DOCUMENT:
## begin
It becomes increasingly unlikely that global warming and its effects can be curtailed, let alone reversed?

If unmitigated, and mitigation seems less and less likely, the unfolding climate changes threaten to destroy more and more habitats, more and more species, and generate economic, social, and psychological havoc for and massive dislocations of billions of people. This is happening already. Such conditions, under current political and economic arrangements, are likely to continue to unfold and be irreversible. For many of us, this may not be new information, especially for those who pay attention and try to be informed, including those who been active in parts of the broad environmental sustainability movement, or involved in organic agriculture, diets for a healthy planet, renewable energy, and efforts to build resilient communities. We’ll see whether these pro-environmental activities make enough of a difference to forestall system-wide collapse. At the present, unfortunately, they do not.

What is clear is that opportunities for mitigation and the achievement of a durable world are diminishing. According to some researchers, the human species is facing a prospect of extinction if current economic and political institutions are not soon transformed (e.g., Roy Scranton, Learning to Die in the Anthropocene). We seemed to be increasingly locked into a political economy that revolves around the profit-first policies of mega-corporations in a capitalist system predicated on the assumption that there is no viable alternative to ever-more growth, regardless of the environmental consequences. The government, most important the federal government, works to advance the interests of the mega-corporations and business enterprises generally, dismissing or ignoring environmental crises. Economic power is translated into political power. Ashly Dawson provides a fitting one-sentence summary of what is happening in our political-economic system in his book, Extinction: A Radical History: “As capitalism expands…it commodifies more and more of the planet, stripping the world of its diversity and fecundity” (p. 13).

Of course, human-generated climate disruption is not the only ominous issue before us. It may be, for example, Trump will foment nuclear war anytime he feels like it and destroy much of human life – and more. This nuclear-nightmare is discussed by experts in the recently published book, Rocket Man: Nuclear Madness and the Mind of Donald Trump. Here the focus is on climate changes.

You can be sure of one thing. Donald Trump doesn’t believe that humans play a significant role in the changing climate, which is contrary to the scientific evidence and to the mounting manifestations of global warming. He is a premier climate denier. Reporting for the Washington Post in March 22, 2016, during Trump’s primary campaign to be the Republican presidential nominee, Brady Dennis points to some of Trump’s statements on the climate. Trump said that he is “‘not a believer’ that humans have played a significant role in the Earth’s changing climate.” On one of the “Fox and Friends” programs in early 2016, he said that “climate change ‘is just a very, very expensive form of tax. A lot of people are making a lot of money.’” Dennis also alludes to the now infamous Trump tweet that climate change is a “hoax…created by and for the Chinese in order to make U.S. manufacturing noncompetitive.” Then, at the end of Trump’s visit with the Washington Post editorial board on March 2016, he repeated his basic belief, namely, that “I’m not a big believer in man-made climate change.” Of course, Dennis points out, we know that my-facts-are-the-only-facts Trump is unconcerned that his views put him “at odds with the vast majority of the world’s scientists” (https://www.washingtonpost.com/news/energy-environment/wp/2016/03/22/this-is-the-only-type-of-climate-change-donald-trump-believes-in/?utm_term=.3d7bea7576dc).
## end
EXERCISE TASKS:
• A. In the climate change essay, who reported on Trump's climate statements for the Washington Post in March 2016?
• B. Extract the passage of the climate change essay from "Of course, human-generated" up to and including "on climate changes.".
• C. Extend the climate change essay, starting after its last sentence.

PROVIDED MATERIAL:
## begin
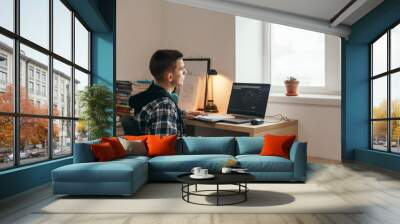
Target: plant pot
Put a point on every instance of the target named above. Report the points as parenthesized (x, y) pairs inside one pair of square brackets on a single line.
[(291, 87)]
## end
RESULTS BY TASK:
• A. Brady Dennis

• B.
Of course, human-generated climate disruption is not the only ominous issue before us. It may be, for example, Trump will foment nuclear war anytime he feels like it and destroy much of human life – and more. This nuclear-nightmare is discussed by experts in the recently published book, Rocket Man: Nuclear Madness and the Mind of Donald Trump. Here the focus is on climate changes.

• C.
In the meantime, Trump and his administration, along with his right-wing supporters in the Republican Party, the rich, the bulk of the corporations, and most of his grassroots supporters either deny that there is human-caused climate change altogether or say that we cannot deal with it now because it would be too economically expensive and disruptive to do so. They also sometimes justify their position by thinking of nature as something humans are destined to control and as a virtually unlimited cornucopia of resources from which to draw for profit and consumption.

Sophia Tesfaye reminds us in a report for Salon (March 30, 2018) that Trump once called global warming a “‘hoax’ manufactured by the Chinese” during his presidential campaign. In then in a tweet on December 28, 2017, he said: “In the East, it could be the COLDEST New Year’s Eve on record. Perhaps we could use a little of that good old Global Warming that our Country, but not other countries, was going to pay TRILLIONS OF DOLLARS to protect against. Bundle up!” Tesfaye also refers to evidence that climate change/global warming denial is not limited to the White House, referring to how “Trump has pushed Republicans to be more extreme on issues concerning the environment, specifically climate change.” She also refers to a Gallup poll, writing as follows.

“Only a third of Republicans said they worry about climate change or even acknowledge that it is already happening, down 3 percentage points from the year prior. Just 35 percent of Republicans believed global warming was caused by humans, compared with 40 percent at about this time in 2017, a few months before Trump took office.”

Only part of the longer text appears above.